_Problem to solve_: Print, please, the line that contains "Target: polka dot sleeve" and each line after it to the end of the entries, unchanged and with nothing else.

_Records to process_:

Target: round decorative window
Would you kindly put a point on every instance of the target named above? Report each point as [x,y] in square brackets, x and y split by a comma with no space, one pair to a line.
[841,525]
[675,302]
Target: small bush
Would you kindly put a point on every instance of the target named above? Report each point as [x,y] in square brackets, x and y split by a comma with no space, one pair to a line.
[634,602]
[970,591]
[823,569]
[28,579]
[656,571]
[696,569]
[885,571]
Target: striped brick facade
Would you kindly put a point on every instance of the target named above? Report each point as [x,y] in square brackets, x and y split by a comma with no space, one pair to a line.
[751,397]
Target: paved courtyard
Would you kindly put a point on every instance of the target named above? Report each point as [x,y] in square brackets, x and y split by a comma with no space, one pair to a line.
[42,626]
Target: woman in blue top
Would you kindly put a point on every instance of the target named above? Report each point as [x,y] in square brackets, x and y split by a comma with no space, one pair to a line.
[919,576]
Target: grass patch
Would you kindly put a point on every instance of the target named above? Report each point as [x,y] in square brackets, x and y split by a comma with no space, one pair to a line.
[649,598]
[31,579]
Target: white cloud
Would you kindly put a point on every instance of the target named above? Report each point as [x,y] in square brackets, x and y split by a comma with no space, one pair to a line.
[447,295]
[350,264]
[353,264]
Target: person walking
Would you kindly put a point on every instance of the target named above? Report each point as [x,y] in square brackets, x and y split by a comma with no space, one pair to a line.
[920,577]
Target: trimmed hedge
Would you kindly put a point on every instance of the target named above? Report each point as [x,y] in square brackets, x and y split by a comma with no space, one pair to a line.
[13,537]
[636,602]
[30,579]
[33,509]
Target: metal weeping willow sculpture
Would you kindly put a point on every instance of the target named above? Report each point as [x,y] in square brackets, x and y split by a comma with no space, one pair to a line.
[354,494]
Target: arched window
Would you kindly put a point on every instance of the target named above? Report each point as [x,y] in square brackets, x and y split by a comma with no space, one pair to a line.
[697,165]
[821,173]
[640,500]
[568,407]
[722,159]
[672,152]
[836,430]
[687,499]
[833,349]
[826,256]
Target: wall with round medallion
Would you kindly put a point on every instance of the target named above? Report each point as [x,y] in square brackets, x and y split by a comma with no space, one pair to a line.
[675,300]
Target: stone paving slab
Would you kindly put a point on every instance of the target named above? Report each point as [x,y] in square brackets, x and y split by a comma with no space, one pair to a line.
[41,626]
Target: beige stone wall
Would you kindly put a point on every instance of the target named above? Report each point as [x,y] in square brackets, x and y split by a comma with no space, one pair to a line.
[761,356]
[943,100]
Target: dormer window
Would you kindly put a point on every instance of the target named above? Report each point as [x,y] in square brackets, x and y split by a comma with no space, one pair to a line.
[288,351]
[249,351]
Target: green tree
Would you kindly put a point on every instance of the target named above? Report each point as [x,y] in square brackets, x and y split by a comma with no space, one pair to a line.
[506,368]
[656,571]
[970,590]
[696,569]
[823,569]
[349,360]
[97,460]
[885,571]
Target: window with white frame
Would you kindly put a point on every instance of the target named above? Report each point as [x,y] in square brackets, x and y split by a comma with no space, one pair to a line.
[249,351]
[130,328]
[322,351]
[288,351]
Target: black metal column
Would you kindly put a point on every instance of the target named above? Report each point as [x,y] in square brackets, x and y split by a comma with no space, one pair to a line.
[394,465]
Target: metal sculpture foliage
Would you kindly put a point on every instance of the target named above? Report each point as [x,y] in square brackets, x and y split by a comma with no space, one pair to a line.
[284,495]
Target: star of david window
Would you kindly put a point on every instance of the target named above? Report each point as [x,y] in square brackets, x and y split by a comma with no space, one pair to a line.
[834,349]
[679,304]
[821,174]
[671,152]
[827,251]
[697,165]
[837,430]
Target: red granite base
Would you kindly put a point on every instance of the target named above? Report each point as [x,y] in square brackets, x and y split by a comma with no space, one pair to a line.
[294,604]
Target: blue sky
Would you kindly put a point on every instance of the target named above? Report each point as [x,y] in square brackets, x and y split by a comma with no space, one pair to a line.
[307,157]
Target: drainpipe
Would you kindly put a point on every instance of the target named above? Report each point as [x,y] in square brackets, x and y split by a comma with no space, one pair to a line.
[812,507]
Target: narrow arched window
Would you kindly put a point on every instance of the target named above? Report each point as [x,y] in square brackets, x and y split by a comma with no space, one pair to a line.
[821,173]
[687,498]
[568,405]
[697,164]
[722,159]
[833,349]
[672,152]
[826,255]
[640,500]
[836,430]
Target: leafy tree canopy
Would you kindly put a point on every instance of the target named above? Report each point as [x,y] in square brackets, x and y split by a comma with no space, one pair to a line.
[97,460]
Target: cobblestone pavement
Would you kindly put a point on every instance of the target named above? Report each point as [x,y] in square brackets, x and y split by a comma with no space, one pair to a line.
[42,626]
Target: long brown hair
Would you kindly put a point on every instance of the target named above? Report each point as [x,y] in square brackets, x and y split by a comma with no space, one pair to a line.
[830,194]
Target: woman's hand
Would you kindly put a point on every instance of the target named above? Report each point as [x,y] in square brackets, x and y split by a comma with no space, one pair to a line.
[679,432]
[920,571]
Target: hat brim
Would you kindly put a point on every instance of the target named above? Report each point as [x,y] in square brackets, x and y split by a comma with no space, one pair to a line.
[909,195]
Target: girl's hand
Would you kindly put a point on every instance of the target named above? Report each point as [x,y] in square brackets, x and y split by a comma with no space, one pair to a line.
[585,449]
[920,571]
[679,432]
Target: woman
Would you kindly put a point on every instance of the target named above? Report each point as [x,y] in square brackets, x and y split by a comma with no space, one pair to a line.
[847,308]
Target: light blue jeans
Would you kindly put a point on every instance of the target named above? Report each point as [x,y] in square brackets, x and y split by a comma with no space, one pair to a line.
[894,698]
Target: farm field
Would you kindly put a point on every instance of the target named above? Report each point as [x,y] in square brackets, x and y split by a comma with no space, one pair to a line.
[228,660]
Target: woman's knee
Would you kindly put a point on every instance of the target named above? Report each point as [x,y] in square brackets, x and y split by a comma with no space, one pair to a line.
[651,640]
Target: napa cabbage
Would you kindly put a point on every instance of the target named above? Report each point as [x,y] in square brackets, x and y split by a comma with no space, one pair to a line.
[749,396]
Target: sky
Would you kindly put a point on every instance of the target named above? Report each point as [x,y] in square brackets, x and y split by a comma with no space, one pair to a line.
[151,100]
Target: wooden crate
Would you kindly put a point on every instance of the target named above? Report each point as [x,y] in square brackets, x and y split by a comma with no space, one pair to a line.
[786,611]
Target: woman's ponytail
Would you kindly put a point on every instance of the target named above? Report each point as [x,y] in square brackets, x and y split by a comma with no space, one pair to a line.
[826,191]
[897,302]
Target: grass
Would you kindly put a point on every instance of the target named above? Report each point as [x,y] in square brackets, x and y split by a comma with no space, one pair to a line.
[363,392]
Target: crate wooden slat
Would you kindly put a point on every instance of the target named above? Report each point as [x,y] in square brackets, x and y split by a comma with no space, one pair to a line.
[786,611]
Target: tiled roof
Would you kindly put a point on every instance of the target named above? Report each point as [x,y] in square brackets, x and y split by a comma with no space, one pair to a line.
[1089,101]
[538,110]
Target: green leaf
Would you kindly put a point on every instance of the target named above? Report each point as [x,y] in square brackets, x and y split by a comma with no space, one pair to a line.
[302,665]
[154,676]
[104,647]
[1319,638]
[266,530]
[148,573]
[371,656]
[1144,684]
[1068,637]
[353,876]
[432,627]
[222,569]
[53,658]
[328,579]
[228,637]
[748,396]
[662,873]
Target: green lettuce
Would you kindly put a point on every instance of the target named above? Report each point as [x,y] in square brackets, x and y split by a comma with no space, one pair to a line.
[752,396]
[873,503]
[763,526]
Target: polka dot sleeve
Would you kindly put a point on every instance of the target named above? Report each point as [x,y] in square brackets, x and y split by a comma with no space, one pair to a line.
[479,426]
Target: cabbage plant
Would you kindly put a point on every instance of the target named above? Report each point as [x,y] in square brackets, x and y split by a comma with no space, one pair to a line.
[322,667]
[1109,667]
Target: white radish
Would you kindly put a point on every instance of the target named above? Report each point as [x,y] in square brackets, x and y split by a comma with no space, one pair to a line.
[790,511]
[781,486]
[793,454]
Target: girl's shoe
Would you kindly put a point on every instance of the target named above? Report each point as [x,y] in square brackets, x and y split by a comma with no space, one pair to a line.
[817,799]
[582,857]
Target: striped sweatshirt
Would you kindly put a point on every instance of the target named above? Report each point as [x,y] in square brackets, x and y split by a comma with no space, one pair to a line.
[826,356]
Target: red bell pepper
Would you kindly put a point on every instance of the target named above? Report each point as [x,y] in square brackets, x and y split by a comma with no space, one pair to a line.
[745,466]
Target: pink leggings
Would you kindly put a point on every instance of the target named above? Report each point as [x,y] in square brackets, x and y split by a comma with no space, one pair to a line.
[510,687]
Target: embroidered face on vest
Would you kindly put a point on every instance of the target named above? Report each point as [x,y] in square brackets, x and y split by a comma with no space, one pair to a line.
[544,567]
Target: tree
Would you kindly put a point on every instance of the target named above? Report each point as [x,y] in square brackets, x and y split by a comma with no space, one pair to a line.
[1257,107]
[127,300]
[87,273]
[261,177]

_Output below_:
Target: polka dot sleeve
Would you kindly put a point on every instance of the target named above? Report each point as [x,y] in square brackets, x and y split by a comma with no space, one pair to a line.
[479,426]
Target: cabbage plant
Would you kindly put a point on every instance of the target named above? Report each point as [x,y] in square brackets, x and y split by a comma with no space, one pair to a line.
[322,667]
[1109,667]
Target: white radish
Would you kindly put a point on every instance of the target named above? Report each point as [x,y] in square brackets, x and y split by a comma with no space, one pair to a line.
[790,511]
[781,486]
[793,454]
Target: girl's shoe
Would you kindly put a point on every instance of the target named above? Report each point as [x,y] in square brackets, x and y split by a comma with no space, one pair to a line.
[817,799]
[582,857]
Target: striped sweatshirt
Would you kindly put a point on every instance of the target named above? Report each point as [x,y] in square brackets, x and y split by a comma with no space, one pair to a line.
[826,356]
Target: red bell pepper
Would you kindly put a point on every instance of the target named above? Report each point as [x,y] in square brackets, x and y split by a comma with no space, one pair to a line.
[745,466]
Target: pink leggings
Would you kindly put a point on every instance of the target named above? Report each point as [x,y] in square brackets, x and y split by a comma with no space, one pair to a line.
[510,687]
Target: embroidered face on vest
Would you kindly put a point on every instance of the target named above? Report each point as [x,y] in square brackets, x and y split by a comma with no space, one pair to a line.
[544,567]
Target: tree
Would you kindly put a point on every instance of the target named above? Report each point as [x,y] in square brackets, x and y split by a comma with no space, one pair to a line.
[1257,107]
[127,300]
[87,273]
[261,177]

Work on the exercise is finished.